== Point localization data ==
○ ○ ○ ○ ○

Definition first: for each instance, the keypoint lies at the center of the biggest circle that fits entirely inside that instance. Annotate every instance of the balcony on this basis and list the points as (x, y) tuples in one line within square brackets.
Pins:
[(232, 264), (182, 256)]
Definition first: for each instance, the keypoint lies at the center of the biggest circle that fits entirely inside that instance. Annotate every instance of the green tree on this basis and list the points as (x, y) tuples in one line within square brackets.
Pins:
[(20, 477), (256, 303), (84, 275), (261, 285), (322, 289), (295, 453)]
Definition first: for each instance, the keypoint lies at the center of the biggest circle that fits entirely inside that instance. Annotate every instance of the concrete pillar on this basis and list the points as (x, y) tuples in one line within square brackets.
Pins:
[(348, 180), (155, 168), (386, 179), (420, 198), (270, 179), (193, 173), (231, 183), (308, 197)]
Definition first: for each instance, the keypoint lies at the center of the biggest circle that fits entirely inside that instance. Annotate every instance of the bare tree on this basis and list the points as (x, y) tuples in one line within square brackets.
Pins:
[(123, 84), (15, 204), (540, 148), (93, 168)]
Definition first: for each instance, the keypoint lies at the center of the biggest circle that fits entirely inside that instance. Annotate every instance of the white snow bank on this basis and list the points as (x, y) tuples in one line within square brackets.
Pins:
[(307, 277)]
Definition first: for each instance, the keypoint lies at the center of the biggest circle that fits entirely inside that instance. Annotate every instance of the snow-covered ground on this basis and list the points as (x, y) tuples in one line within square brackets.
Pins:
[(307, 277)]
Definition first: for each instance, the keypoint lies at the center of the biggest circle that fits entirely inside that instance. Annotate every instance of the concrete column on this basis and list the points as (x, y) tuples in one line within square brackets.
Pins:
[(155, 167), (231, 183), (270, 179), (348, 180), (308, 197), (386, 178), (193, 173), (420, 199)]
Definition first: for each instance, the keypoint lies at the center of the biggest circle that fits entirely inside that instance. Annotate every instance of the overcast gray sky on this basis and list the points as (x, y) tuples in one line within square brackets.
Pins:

○ ○ ○ ○ ○

== Problem requirements ==
Wherever a line in the data above holds the word "snow", copy that line.

== Problem solution ==
Definition first: for each instance, the keypoint lies at the center of the biggest circle that fits entirely inside that instance. Annotate every instance of the white snow bank on this basis and list the points as (x, y) tuples in one line within square brackets.
Definition first: for each instance, the keypoint lies at the center of the biggest circle that fits entirely inside that instance. Annotate every instance of the snow-covered ground on this basis and list the points as (x, y) tuples in one line within square brackets.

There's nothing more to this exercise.